[Collected data entries]
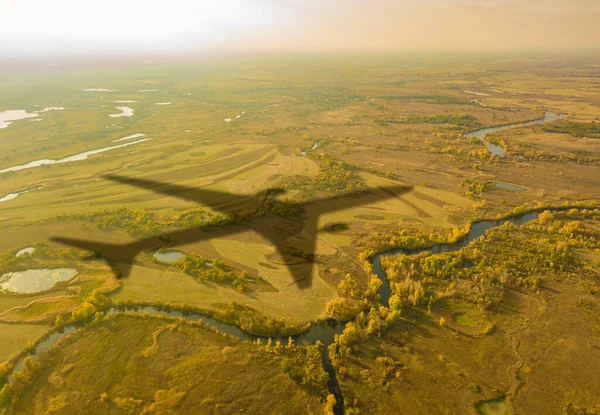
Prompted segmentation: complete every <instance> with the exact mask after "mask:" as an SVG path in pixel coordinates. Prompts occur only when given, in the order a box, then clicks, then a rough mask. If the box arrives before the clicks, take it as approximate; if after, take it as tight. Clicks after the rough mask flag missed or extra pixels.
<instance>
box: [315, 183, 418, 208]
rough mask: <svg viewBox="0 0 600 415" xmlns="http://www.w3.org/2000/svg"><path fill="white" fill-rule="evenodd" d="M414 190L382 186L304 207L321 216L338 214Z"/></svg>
mask: <svg viewBox="0 0 600 415" xmlns="http://www.w3.org/2000/svg"><path fill="white" fill-rule="evenodd" d="M411 190H413V187H412V186H405V185H396V186H380V187H374V188H370V189H367V190H366V191H363V190H360V191H355V192H349V193H342V194H340V195H336V196H332V197H326V198H321V199H317V200H313V201H308V202H306V203H304V205H305V206H306V207H307V208H308V209H310V210H312V209H311V208H313V207H314V208H315V210H318V211H319V214H322V213H329V212H336V211H340V210H345V209H351V208H355V207H359V206H364V205H369V204H371V203H377V202H381V201H383V200H387V199H392V198H397V197H400V196H402V195H403V194H405V193H408V192H410V191H411ZM309 214H310V213H309Z"/></svg>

== Exercise ==
Reproduce the entire listing above line for line, leaving out the picture.

== Response to this task ==
Prompted segmentation: complete every <instance> with the exact mask after "mask:" as an SVG path in pixel coordinates. Prompts occur only when given, in the order a box, then clicks, then a rough mask. If the box arrives before the clicks, take it as approximate; if after, take it as tight. Clicks after the rough mask flag missed or extra pixels.
<instance>
box: [315, 183, 418, 208]
rough mask: <svg viewBox="0 0 600 415" xmlns="http://www.w3.org/2000/svg"><path fill="white" fill-rule="evenodd" d="M414 190L382 186L304 207L321 216L338 214Z"/></svg>
mask: <svg viewBox="0 0 600 415" xmlns="http://www.w3.org/2000/svg"><path fill="white" fill-rule="evenodd" d="M411 190H413V187H412V186H405V185H396V186H380V187H374V188H370V189H367V190H366V191H363V190H360V191H355V192H349V193H342V194H340V195H336V196H332V197H326V198H321V199H317V200H313V201H308V202H306V203H304V205H305V206H306V207H307V208H308V209H310V210H312V209H311V208H313V207H314V208H315V210H318V211H319V214H322V213H329V212H336V211H340V210H345V209H351V208H355V207H359V206H364V205H369V204H371V203H377V202H381V201H383V200H387V199H392V198H397V197H400V196H402V195H403V194H405V193H408V192H410V191H411ZM309 214H310V213H309Z"/></svg>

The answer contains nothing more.